**EXERCISE BRIEF**
The response must consist of the lines below from the one with "Where can the tree" through the one with "Where can the cobblestone", exactly as they appear and with both ends kept.

**Natural-language object grounding data**
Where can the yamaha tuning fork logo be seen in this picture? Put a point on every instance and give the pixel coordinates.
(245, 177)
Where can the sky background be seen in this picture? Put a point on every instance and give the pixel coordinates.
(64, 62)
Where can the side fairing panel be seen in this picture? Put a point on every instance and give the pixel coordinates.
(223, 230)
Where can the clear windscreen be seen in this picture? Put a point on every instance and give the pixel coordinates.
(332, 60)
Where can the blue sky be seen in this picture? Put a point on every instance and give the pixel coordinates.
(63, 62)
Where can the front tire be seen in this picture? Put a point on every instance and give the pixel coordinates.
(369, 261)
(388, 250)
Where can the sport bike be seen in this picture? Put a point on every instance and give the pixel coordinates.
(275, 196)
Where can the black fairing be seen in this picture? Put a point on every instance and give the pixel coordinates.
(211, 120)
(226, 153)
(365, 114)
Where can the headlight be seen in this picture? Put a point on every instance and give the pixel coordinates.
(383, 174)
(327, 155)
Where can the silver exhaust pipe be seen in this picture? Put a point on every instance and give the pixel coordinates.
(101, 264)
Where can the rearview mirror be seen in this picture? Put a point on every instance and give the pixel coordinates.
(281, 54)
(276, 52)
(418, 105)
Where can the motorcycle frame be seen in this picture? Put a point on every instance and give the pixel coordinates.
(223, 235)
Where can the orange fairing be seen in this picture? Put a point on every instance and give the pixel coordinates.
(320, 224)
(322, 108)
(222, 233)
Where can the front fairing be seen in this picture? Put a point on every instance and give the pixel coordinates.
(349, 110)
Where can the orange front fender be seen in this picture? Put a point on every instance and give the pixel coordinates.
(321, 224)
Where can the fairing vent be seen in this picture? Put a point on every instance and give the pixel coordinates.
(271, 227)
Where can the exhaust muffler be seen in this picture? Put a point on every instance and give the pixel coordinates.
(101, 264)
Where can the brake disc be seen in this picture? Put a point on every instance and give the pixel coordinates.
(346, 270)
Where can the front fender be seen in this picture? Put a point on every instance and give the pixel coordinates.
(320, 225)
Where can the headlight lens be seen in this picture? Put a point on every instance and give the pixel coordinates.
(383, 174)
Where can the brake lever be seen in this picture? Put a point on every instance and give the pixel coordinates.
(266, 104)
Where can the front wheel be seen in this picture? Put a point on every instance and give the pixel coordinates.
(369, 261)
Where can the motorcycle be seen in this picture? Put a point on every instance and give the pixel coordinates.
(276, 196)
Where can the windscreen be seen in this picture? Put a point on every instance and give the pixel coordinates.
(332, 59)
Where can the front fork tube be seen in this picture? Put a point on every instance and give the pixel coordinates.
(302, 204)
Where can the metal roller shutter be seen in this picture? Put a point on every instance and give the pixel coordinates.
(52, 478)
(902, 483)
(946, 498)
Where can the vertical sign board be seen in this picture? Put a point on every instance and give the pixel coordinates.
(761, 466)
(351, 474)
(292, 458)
---
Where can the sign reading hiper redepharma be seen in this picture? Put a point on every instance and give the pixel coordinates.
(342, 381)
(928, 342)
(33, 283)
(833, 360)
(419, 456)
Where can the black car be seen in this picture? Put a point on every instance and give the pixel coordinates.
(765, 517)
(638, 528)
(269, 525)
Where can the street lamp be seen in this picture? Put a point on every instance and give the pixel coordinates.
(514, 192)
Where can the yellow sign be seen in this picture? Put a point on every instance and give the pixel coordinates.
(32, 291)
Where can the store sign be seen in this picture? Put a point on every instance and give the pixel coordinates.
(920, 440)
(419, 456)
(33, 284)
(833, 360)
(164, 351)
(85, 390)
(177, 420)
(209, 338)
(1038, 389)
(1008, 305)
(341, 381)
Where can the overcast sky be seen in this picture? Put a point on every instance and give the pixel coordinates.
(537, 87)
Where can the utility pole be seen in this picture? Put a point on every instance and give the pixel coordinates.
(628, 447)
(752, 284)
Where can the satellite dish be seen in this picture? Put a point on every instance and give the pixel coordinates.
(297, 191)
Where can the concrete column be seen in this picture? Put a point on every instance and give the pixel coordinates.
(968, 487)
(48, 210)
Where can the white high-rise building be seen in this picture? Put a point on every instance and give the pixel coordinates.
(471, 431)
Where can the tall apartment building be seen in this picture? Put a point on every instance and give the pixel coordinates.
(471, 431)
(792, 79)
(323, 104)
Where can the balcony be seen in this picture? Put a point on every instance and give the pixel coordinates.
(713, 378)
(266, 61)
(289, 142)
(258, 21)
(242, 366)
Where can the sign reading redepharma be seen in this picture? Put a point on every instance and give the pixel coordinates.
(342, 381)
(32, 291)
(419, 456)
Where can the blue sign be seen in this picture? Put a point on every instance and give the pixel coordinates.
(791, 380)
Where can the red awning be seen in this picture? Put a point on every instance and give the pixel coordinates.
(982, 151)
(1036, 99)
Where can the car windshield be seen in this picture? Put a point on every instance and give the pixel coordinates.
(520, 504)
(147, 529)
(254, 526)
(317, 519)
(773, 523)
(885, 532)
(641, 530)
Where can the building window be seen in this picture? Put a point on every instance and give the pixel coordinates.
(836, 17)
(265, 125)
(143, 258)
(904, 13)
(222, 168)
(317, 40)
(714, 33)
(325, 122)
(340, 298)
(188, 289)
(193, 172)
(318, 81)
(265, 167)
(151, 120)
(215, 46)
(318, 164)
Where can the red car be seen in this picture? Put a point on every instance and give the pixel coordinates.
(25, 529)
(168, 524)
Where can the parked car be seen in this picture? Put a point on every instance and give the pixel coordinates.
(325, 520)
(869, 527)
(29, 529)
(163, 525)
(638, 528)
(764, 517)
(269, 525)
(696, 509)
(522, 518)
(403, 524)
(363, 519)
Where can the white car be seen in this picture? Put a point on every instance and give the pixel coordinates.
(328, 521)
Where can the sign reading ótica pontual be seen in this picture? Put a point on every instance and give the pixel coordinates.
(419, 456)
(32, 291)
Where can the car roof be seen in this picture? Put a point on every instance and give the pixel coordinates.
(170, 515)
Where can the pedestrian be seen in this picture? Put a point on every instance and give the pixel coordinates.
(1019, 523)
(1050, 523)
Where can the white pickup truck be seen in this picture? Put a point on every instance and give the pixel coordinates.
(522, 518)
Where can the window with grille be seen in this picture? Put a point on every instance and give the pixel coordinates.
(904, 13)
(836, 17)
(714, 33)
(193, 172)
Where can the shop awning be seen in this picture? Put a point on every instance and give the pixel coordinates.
==
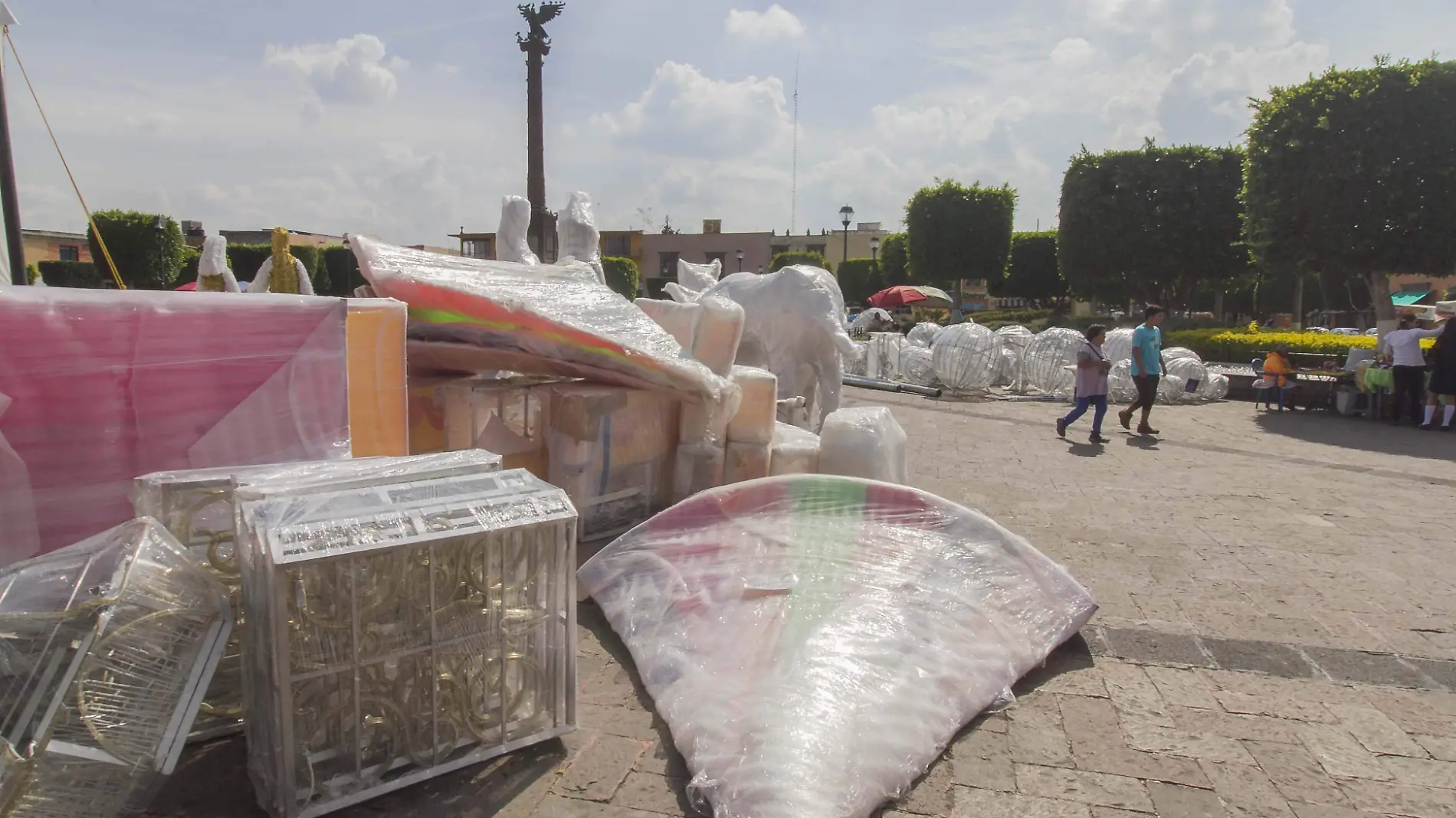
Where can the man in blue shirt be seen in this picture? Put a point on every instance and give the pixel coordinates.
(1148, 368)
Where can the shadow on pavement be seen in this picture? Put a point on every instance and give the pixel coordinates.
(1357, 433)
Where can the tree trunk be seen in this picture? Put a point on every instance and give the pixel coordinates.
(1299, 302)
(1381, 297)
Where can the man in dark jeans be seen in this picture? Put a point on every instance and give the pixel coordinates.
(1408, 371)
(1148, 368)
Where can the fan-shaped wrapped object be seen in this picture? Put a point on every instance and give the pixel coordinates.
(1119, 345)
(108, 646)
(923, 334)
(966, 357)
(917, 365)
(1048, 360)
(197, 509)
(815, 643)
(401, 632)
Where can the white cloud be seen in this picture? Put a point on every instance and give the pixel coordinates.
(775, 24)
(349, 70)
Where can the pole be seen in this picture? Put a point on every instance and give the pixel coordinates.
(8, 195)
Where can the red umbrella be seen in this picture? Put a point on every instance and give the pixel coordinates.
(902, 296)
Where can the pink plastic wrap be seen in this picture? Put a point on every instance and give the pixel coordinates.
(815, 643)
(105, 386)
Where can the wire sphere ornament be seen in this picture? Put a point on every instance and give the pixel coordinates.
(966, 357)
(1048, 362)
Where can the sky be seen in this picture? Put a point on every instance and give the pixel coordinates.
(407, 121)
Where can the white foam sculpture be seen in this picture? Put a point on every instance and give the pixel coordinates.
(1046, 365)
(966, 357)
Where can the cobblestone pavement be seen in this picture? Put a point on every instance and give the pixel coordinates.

**RESULT FOR THIS EXERCISE**
Where can the tree trunk be seen in this picture? Put a point on every instance and give the pixel coordinates.
(1299, 302)
(1381, 297)
Where can the man in dark jeans be seen in this picture? Put a point on every instance and give the pixel coordinates.
(1408, 371)
(1148, 368)
Where can the fan-shaped wrapped object be seen in this picture? Put a point on every instance and give the pixel coordinates.
(1119, 345)
(108, 646)
(923, 334)
(966, 357)
(917, 365)
(1048, 360)
(197, 509)
(815, 643)
(401, 632)
Where can the white cloud be seen in this picture? Put a point on every instance and give the pixel coordinates.
(775, 24)
(349, 70)
Where can the pole be seen in this picture? Put a point on every instance and give the pixel coordinates.
(8, 195)
Where can the red umbrella be seen in this picture? Put a point on every instance and give the pixel coordinates.
(902, 296)
Where can the pink plastic wrap be seen in this picture? Put a point on every instance and give the pixel coordinates.
(815, 643)
(105, 386)
Where can the wire sphere ornament be seen in this picture? Put a point on every instance and give the pixel coordinates.
(966, 357)
(1048, 362)
Where can the sky be seen in this picture? Put a point on every instance and give the pixel coordinates.
(407, 121)
Where can the white foam sculpture be seen in this picture? Put a point on every instance and give the pixel coordinates.
(1046, 365)
(966, 357)
Where can the cobblestone pavement be seen in this picture? Put a point on every instance and give the pixel coordinates.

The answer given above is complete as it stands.